[DOCUMENT EXTRACT]
□ □ □ □ □ □ □

I like them all but Freckle. It does look like flooring! lol


----------



## Jasminehiss (Feb 11, 2013)

I'm really tempted by the blue,green,and purple, but the price is just too expensive for me. I wonder if there are any indie dupes for these though.


----------



## MissLindaJean (Feb 11, 2013)

> I'm really tempted by the blue,green,and purple, but the price is just too expensive for me. I wonder if there are any indie dupes for these though.Â


 I believe Deborah Lippmann has a collection similar, but that's not saving money lol!


----------



## Jasminehiss (Feb 11, 2013)

Yeah, I've seen the swatch from The Polishacholic. More temptation.  I'll just wait and hope more affordable companies jump onto this trend and create dupes.


----------



## CourtneyB (Feb 18, 2013)

Ooh, I just saw these on Sephora.com...I want them so bad! I love the blue, green, and purple, but if I do get one, I'd only get one. No idea which color to go for!


----------



## Ashitude (Feb 18, 2013)

□ □ □ □ □ □ □

[PROVIDED INFORMATION]

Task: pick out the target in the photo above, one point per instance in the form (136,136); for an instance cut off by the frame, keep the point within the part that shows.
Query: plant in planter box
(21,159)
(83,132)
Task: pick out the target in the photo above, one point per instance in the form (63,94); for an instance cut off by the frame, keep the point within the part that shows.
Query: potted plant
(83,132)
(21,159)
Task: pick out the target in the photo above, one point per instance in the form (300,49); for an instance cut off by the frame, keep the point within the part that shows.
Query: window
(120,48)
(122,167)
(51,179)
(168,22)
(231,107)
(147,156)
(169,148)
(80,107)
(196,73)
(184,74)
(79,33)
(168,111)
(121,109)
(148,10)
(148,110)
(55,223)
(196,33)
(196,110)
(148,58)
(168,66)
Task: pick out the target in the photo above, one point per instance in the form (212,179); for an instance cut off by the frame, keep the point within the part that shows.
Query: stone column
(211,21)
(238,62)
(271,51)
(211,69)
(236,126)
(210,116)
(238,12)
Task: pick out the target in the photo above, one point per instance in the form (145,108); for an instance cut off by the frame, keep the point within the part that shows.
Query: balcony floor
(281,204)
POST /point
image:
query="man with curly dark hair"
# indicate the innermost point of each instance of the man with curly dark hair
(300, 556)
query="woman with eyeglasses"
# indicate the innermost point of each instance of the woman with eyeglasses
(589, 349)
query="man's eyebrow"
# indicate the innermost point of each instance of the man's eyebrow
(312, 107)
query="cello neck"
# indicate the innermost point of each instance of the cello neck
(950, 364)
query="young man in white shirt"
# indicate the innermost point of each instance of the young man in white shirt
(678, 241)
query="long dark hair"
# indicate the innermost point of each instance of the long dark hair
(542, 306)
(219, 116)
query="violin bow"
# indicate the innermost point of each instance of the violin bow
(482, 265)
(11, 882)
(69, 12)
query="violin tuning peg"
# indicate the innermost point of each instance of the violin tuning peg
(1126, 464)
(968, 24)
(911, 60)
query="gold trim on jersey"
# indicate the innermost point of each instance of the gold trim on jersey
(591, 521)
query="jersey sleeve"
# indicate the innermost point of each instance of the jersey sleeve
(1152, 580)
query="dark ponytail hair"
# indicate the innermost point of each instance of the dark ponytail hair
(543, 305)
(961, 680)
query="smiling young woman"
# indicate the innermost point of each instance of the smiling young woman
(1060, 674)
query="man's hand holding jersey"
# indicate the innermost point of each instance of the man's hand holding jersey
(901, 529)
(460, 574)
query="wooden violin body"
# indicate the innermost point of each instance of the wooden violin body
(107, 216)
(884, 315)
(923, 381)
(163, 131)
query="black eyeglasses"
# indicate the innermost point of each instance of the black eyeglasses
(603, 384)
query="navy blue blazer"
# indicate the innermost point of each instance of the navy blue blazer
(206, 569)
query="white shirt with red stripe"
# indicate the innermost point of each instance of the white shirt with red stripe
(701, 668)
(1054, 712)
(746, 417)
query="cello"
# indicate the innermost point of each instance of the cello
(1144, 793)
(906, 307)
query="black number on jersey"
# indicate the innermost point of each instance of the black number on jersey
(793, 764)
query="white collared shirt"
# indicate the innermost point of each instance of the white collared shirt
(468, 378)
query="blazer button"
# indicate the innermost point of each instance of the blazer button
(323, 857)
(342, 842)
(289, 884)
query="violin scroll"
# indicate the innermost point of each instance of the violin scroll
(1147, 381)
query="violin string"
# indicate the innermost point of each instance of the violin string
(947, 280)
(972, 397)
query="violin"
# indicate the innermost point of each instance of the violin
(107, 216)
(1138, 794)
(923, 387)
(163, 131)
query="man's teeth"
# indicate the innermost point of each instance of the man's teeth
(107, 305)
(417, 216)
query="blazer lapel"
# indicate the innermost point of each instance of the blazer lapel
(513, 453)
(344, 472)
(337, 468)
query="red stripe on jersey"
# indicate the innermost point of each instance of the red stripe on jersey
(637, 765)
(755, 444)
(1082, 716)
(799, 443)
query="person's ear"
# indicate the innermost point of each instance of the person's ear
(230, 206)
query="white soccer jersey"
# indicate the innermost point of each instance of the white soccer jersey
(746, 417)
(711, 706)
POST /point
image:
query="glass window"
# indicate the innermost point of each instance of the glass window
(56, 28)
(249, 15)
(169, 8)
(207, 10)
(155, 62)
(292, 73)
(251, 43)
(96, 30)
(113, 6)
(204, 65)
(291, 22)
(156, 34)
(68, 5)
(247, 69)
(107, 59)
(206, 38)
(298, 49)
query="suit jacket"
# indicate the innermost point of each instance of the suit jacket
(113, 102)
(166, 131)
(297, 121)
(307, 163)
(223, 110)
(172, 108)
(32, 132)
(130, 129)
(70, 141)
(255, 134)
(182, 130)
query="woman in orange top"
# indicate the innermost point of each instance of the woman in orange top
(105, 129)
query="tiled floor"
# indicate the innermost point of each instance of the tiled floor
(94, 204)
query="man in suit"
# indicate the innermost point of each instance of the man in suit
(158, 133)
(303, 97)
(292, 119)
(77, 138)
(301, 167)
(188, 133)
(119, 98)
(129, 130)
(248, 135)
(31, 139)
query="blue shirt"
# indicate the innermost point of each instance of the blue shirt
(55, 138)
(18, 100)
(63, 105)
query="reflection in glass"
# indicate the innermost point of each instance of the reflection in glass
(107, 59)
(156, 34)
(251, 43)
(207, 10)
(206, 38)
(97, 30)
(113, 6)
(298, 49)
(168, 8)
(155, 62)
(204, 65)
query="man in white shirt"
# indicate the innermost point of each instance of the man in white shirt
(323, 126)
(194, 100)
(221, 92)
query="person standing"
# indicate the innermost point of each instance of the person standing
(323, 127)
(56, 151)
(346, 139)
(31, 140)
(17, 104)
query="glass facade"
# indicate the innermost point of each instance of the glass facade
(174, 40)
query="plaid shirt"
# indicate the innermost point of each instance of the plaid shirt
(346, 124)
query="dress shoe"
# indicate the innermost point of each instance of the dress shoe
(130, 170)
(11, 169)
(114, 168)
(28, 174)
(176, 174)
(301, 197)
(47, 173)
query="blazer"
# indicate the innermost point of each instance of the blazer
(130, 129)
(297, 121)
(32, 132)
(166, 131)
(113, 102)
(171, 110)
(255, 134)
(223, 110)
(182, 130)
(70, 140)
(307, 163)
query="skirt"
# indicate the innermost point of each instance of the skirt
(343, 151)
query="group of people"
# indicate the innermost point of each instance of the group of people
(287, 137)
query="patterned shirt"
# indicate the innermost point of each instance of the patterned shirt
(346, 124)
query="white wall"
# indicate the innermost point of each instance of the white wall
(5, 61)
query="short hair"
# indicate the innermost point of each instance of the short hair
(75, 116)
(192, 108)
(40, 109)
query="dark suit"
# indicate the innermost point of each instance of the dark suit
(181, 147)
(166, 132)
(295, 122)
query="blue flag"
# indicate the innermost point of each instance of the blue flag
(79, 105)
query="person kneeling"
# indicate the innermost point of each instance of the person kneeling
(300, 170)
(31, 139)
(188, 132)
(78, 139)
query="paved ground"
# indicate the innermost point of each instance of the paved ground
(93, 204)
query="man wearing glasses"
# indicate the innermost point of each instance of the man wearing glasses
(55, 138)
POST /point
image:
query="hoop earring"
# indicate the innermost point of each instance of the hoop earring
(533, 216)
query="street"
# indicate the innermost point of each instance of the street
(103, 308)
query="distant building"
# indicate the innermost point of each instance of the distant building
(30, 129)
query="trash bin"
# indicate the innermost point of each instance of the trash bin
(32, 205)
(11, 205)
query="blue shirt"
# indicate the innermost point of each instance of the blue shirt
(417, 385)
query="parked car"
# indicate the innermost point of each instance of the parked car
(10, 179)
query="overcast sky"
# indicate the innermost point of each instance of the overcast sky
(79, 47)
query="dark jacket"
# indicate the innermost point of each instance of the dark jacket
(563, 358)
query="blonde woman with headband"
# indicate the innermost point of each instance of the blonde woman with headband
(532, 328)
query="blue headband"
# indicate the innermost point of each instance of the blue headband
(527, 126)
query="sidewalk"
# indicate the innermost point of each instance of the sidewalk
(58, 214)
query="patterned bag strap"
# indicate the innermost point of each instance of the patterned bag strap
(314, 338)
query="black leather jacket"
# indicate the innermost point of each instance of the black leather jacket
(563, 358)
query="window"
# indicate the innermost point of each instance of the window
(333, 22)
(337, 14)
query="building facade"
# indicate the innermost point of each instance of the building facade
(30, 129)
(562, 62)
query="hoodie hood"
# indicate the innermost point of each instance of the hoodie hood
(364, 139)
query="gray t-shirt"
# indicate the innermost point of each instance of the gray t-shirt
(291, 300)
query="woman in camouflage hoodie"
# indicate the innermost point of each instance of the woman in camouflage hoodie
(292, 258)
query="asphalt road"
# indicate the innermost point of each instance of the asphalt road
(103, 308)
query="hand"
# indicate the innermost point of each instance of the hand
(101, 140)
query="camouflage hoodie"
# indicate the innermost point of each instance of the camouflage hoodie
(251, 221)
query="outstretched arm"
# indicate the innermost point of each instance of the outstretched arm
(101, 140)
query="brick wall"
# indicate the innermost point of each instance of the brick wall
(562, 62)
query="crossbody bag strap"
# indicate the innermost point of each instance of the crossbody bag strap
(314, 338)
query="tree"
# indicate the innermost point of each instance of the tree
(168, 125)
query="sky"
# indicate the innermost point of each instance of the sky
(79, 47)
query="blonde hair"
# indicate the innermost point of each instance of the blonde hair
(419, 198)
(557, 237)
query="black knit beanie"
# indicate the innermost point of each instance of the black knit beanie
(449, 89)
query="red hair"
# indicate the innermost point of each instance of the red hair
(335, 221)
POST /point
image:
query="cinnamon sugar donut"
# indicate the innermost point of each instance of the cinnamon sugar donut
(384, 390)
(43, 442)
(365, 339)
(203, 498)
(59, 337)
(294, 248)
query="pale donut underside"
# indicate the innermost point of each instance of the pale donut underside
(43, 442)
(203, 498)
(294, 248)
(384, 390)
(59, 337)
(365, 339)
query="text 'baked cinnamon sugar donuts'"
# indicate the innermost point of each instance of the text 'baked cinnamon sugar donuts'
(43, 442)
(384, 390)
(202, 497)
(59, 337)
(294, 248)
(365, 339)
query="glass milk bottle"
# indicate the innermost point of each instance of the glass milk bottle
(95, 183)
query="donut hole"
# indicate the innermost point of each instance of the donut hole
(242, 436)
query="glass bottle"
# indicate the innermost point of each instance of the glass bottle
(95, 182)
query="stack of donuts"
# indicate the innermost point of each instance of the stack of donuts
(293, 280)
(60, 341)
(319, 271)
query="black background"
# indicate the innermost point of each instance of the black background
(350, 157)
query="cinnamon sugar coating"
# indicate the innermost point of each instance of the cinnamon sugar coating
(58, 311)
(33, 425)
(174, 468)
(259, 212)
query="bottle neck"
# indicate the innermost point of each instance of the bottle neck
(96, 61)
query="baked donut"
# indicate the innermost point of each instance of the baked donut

□ □ □ □ □ □ □

[REQUIREMENT 1]
Duplicate the passage of the nail polish thread starting at "Ooh, I just" and ending at "Ashitude (Feb 18, 2013)".
[REQUIREMENT 2]
Write the next part of the nail polish forum thread, picking up from its final line.
The records form separate material and are not part of the nail polish thread.

[WRITTEN ANSWER 1]
Ooh, I just saw these on Sephora.com...I want them so bad! I love the blue, green, and purple, but if I do get one, I'd only get one. No idea which color to go for!


----------



## Ashitude (Feb 18, 2013)

[WRITTEN ANSWER 2]
I really should unsub from this thread. Every time someone posts on it I have to go through the whole process of trying to convince myself I do not need these again.


----------



## CourtneyB (Feb 18, 2013)

> Originally Posted by *Ashitude* /img/forum/go_quote.gif
> 
> I really should unsub from this thread. Every time someone posts on it I have to go through the whole process of trying to convince myself I do not need these again.


 Welcome to the MuT Enablers Club.


----------



## smiletorismile (Mar 8, 2013)

I just got the green one (Mottle) in the mail. I put it on and it is so pretty! I love this collection!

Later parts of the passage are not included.